● CONSIGNA
¿Puedes prolongar la reflexión sobre madurar la fe a partir de su última oración, siguiendo el mismo tono y la misma línea de pensamiento?

● TEXTO SELECCIONADO
####################

[audio:https://hoja.claraesperanza.net/audio/madurar_fe.mp3|titles=Madurar la fe]Audio: Madurar la fe: amar a Dios

La experiencia de fe de una persona no es un hecho más que suma con otras experiencias de la vida. Muchas veces, con la manera de vivir de los que nos llamamos cristianos, hemos dado a entender que la fe se reducía al cumplimiento de una serie de normas y rituales. Si así fuera, ciertamente ocuparía un tiempo y un espacio de dedicación delimitados.

Pero el caso es que la fe cristiana es expansiva. Es decir, si se la deja crecer, va asumiendo más y más ámbitos de nuestra vida, hasta que llega un momento en que no hay nada de nuestro pensar, actuar, sentir, etc., que no esté empapado de esta fe. Este es el final de un itinerario de madurez que hemos de recorrer en nuestra fe.

No podemos plantearnos ser cristianos si antes no tenemos claro que hemos de ser buenos seres humanos. O sea, personas de buenos sentimientos y actuaciones, con una consciencia ética que nos hace ser y hacer de una manera determinada, tanto hacia nosotros mismos, como hacia otros seres humanos e, incluso, seres vivos y entorno físico.

Fijémonos que ni si quiera nos hemos atrevido a hablar de ser buenos cristianos. Es que, ni buenos ni mediocres: no podemos considerarnos en absoluto seguidores de Jesús si no lo fundamentamos en un armazón humano lo mejor posible dentro de nuestras limitaciones.

Cuando hoy hemos de dar cuenta de nuestra fe, no necesitamos otra cosa que hablar de una experiencia vital que da forma a toda nuestra vida, y no sólo a un pedazo. Porque el Dios de Jesucristo es una persona y, por tanto, la fe en él supone el desarrollo de una relación personal de estima. El amor que nos une a Dios ha de ir creciendo y madurando, plenificándonos. Por tanto, cuando se nos pregunta quién es Dios, qué es la fe, nuestra respuesta no difiere tanto de lo que responderíamos al hablar de una persona con la cual tenemos unos vínculos fortísimos.

####################

Listado de datos
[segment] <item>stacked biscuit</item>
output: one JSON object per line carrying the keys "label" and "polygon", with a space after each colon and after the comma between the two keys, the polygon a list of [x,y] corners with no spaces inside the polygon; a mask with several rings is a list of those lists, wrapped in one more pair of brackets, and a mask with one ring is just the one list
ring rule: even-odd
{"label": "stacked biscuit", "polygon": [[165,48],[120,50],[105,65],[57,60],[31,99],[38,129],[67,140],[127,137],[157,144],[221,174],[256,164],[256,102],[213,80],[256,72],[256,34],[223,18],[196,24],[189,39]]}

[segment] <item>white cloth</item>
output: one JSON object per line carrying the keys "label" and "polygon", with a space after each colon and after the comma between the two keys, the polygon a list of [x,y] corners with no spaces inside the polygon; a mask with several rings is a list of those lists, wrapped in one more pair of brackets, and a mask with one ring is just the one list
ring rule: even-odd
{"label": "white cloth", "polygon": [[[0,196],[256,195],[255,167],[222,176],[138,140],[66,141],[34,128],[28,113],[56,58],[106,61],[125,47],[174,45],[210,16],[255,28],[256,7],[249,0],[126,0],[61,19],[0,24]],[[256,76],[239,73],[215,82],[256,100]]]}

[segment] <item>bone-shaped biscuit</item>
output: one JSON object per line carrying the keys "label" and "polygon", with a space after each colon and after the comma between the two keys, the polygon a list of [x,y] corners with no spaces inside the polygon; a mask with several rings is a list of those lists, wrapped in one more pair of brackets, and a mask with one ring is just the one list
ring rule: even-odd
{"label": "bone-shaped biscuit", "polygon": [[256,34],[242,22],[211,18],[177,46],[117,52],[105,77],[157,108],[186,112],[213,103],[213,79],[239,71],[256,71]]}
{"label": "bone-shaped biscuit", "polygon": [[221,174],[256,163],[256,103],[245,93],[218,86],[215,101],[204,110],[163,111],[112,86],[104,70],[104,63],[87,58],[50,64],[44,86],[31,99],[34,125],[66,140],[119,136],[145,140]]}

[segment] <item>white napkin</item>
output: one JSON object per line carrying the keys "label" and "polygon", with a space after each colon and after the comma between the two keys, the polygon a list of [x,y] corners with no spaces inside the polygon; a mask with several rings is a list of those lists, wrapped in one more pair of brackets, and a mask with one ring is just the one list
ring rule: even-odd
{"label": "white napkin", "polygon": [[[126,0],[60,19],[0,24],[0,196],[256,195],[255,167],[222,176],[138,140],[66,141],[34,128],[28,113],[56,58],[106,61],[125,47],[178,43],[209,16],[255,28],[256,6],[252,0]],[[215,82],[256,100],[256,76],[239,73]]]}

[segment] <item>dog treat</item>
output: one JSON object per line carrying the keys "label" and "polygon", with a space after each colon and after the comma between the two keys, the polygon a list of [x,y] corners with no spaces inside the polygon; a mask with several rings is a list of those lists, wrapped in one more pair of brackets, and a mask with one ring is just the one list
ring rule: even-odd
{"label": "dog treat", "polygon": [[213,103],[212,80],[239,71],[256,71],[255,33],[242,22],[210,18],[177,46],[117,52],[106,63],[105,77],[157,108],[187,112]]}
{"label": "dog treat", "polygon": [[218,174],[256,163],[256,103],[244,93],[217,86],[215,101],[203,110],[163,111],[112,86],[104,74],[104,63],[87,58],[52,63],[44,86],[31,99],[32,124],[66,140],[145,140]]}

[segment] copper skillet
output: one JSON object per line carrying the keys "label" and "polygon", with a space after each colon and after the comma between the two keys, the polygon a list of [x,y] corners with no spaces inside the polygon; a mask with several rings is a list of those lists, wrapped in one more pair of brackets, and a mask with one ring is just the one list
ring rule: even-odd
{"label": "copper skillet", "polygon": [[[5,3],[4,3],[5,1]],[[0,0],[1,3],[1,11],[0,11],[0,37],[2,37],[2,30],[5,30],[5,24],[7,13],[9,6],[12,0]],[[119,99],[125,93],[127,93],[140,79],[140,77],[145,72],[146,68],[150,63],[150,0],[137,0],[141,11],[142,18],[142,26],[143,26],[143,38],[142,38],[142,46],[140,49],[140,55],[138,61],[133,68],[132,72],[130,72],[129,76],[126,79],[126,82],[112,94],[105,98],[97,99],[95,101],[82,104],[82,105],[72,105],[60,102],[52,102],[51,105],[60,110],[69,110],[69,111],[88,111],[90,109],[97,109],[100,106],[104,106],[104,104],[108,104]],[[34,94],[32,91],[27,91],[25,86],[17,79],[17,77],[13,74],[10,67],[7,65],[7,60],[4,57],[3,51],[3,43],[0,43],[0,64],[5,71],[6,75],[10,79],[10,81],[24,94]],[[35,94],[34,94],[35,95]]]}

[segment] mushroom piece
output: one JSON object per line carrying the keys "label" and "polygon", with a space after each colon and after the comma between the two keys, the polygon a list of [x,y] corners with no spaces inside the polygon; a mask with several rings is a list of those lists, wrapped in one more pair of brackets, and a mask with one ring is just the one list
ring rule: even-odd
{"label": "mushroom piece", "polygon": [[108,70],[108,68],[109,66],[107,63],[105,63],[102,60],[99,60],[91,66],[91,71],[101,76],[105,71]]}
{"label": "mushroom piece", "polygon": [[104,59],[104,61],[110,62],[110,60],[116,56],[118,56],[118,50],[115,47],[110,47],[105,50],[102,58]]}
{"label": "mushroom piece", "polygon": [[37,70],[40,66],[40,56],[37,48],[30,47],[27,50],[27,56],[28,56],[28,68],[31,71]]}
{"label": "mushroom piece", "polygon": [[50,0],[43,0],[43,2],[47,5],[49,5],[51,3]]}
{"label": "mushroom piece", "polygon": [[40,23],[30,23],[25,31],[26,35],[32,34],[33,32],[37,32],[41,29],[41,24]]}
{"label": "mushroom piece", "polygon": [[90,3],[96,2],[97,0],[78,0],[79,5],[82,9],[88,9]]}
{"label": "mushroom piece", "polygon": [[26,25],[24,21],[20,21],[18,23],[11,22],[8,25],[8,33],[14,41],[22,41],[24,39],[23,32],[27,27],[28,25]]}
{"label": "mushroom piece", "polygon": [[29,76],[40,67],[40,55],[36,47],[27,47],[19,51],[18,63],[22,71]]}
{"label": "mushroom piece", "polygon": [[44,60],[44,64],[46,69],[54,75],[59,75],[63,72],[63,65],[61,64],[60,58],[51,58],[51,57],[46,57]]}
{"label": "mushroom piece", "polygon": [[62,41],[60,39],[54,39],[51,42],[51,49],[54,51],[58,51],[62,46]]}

####################

● RESPUESTA
El Dios en el que creemos es “alguien”, no es un concepto ni una idea que haya que exponer o defender. Ha pasado el tiempo de las apologías. A nosotros nos toca mostrar aquél que es importante en nuestra vida y lo que sentimos que hace en ella. Esto es el testimonio, que es respetado por muchas personas –incluso no creyentes-, que reconocen palabras y hechos de verdad en la vida de gente como Teresa de Calcuta, el abbé Pierre, y tantas otras mucho más anónimas que dejan su huella en los entornos inmediatos. El verbo con el que tenemos que  conjugar nuestra fe es mucho más “amar”, que “creer”. Tal como va creciendo el amor hacia Dios, se va matizando la sensación de tener que hacer un “acto de fe” en su existencia y presencia.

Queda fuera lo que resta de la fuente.